[Work to be completed]
Extract each line of the items below that contains the string "trailer", treating uppercase and lowercase letters as different.

[Excerpts from a location annotation dataset]
======
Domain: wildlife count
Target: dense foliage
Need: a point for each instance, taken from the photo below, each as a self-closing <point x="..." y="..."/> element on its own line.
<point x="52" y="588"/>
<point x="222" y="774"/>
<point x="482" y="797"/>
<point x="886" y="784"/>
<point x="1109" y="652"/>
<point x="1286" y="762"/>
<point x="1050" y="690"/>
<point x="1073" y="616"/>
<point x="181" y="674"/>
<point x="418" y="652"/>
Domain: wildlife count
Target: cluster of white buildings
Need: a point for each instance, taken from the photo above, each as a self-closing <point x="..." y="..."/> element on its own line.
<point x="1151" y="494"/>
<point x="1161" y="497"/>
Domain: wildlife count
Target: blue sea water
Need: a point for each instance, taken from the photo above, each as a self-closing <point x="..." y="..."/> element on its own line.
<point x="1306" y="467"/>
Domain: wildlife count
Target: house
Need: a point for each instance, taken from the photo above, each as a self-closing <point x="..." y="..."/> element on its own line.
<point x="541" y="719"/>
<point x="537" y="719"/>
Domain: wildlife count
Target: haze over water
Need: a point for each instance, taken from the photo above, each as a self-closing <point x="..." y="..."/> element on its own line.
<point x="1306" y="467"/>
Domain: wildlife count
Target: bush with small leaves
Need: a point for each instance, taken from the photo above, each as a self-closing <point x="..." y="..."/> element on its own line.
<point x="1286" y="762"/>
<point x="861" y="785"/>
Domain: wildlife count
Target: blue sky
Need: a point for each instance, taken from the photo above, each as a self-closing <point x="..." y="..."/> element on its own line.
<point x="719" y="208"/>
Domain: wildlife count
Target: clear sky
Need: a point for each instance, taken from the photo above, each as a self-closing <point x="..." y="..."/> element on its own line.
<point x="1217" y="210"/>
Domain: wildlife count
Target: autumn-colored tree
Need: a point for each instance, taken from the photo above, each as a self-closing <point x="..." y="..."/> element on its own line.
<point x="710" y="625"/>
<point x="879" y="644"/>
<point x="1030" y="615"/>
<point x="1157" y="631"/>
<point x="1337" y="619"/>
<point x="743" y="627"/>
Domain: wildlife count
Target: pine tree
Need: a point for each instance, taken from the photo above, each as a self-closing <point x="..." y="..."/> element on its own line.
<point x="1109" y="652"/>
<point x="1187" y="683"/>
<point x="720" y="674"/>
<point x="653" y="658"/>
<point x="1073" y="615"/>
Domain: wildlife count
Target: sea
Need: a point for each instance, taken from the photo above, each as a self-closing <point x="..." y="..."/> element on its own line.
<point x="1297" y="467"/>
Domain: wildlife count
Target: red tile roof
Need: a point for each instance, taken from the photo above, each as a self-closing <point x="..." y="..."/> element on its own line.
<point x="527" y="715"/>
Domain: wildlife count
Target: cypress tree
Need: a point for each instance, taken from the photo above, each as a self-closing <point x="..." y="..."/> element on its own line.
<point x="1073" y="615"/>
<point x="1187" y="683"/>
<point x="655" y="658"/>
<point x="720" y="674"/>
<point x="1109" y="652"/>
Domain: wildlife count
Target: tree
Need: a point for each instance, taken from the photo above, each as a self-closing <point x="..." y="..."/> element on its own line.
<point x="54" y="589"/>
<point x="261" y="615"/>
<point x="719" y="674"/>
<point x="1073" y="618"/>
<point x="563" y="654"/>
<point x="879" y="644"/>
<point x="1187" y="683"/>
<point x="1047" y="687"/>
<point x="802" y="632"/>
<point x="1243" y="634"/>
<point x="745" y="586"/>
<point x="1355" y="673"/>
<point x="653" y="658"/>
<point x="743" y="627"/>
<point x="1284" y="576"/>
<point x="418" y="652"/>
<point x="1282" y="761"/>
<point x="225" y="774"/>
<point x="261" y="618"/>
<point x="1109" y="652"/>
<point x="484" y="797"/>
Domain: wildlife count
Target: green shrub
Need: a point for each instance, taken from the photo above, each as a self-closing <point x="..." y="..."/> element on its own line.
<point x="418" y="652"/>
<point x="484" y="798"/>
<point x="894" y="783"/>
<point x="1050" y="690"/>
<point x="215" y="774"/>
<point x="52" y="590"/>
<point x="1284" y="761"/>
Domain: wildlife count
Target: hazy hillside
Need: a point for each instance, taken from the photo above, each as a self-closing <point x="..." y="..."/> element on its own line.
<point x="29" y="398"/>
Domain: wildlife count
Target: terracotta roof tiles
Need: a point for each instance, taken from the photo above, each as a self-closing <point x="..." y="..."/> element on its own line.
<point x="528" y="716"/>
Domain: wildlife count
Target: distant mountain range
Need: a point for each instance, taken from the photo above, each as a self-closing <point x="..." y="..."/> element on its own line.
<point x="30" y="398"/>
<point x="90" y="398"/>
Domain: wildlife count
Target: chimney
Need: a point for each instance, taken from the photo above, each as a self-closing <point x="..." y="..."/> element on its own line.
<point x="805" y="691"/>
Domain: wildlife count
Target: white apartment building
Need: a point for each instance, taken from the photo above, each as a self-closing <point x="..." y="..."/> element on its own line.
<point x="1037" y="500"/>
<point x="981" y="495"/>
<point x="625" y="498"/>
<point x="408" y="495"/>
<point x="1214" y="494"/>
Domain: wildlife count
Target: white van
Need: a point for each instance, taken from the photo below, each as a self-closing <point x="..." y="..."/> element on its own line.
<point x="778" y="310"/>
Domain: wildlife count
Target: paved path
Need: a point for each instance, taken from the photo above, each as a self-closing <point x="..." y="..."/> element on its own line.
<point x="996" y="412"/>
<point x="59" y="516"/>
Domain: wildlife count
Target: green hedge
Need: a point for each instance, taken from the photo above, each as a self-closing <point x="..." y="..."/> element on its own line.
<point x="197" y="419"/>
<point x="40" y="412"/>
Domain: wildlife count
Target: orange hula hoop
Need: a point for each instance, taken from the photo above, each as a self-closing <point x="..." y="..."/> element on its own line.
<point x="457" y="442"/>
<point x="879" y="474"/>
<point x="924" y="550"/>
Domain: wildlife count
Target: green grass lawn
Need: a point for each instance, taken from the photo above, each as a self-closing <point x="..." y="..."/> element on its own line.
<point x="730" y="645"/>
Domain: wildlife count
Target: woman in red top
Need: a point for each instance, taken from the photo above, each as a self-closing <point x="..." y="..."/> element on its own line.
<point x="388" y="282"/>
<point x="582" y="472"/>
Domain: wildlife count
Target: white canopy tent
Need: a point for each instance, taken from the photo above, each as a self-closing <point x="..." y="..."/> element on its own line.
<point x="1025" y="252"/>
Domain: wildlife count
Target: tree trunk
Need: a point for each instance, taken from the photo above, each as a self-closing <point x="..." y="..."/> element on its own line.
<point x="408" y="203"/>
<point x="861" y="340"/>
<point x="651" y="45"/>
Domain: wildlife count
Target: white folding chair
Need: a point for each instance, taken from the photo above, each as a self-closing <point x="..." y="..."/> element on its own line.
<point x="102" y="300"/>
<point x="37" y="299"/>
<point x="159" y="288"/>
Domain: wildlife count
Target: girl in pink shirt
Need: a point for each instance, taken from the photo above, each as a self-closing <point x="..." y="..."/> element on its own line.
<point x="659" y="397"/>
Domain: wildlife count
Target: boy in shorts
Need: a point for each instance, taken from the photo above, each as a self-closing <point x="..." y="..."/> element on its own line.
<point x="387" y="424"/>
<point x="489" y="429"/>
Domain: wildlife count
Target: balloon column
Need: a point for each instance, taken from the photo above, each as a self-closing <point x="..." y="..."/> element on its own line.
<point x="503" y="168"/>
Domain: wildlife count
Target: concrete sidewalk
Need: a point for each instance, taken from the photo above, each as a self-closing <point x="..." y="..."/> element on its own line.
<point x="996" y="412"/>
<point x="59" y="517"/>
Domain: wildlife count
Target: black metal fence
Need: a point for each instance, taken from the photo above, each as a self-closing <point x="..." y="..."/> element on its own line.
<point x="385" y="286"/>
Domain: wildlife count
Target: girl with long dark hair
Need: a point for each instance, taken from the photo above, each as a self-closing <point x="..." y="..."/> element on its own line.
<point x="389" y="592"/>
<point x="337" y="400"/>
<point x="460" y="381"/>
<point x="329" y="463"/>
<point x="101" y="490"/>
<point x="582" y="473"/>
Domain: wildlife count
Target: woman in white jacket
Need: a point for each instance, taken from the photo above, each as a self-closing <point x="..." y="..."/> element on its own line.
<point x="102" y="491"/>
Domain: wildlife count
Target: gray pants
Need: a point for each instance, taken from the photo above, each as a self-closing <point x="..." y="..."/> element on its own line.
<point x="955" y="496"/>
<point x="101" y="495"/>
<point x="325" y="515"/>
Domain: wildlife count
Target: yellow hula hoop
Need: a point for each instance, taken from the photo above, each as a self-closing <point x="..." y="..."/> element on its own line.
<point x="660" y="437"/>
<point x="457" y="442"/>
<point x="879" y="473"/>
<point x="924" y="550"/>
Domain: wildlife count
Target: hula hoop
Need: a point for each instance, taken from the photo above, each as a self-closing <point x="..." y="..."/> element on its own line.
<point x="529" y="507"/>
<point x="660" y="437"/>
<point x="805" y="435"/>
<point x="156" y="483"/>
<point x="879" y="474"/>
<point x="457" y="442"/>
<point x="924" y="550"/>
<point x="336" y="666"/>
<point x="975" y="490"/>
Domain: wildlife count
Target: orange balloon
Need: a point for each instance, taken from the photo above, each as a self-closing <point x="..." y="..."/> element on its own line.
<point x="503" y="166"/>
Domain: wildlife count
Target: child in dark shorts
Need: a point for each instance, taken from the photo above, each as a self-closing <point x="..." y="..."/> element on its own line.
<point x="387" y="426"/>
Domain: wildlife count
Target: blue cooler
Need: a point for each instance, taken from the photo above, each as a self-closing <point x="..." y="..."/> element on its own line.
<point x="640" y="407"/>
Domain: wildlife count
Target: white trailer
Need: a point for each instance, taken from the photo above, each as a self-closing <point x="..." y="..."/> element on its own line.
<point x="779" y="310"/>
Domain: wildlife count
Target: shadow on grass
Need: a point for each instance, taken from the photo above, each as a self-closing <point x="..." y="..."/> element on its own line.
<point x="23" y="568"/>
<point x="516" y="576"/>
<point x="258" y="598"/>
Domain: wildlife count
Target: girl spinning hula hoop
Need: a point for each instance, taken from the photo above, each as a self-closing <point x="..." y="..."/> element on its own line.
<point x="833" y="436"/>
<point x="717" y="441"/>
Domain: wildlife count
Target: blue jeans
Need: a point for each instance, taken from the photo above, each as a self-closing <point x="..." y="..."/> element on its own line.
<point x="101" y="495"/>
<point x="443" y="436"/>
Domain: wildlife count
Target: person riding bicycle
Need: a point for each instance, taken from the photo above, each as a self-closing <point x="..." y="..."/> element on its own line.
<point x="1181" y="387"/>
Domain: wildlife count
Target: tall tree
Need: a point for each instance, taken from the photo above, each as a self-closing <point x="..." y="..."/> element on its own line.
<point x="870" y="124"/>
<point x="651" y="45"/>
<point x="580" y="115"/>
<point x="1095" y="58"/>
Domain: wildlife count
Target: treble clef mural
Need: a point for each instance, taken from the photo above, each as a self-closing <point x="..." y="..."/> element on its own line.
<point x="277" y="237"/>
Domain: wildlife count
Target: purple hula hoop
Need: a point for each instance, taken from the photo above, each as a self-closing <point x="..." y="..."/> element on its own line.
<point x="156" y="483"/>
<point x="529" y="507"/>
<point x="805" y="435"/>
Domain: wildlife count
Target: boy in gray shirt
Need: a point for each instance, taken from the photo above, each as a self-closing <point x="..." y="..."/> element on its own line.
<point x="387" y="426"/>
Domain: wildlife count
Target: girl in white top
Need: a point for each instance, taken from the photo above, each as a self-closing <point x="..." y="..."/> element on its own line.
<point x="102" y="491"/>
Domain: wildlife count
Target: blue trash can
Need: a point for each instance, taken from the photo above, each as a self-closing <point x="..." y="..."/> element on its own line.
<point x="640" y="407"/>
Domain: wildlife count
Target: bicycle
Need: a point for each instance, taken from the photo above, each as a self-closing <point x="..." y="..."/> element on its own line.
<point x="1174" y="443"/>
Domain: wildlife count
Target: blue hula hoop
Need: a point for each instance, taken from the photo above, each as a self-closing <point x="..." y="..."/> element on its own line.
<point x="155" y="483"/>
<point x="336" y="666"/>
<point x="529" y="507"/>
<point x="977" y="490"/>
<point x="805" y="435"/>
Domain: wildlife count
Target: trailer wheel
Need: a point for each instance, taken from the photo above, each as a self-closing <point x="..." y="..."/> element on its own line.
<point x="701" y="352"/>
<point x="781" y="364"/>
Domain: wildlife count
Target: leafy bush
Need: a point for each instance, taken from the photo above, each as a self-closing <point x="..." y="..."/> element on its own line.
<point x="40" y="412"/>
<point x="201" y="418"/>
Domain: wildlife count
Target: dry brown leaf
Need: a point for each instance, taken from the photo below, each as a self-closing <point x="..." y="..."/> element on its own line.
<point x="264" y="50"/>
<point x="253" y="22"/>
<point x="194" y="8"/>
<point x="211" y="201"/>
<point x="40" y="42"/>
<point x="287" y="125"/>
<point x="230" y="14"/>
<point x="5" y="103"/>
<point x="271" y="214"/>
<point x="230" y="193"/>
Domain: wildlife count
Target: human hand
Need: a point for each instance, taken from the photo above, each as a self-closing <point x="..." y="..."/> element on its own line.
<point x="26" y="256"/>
======
[Solution to this task]
Target: white trailer
Target: trailer wheel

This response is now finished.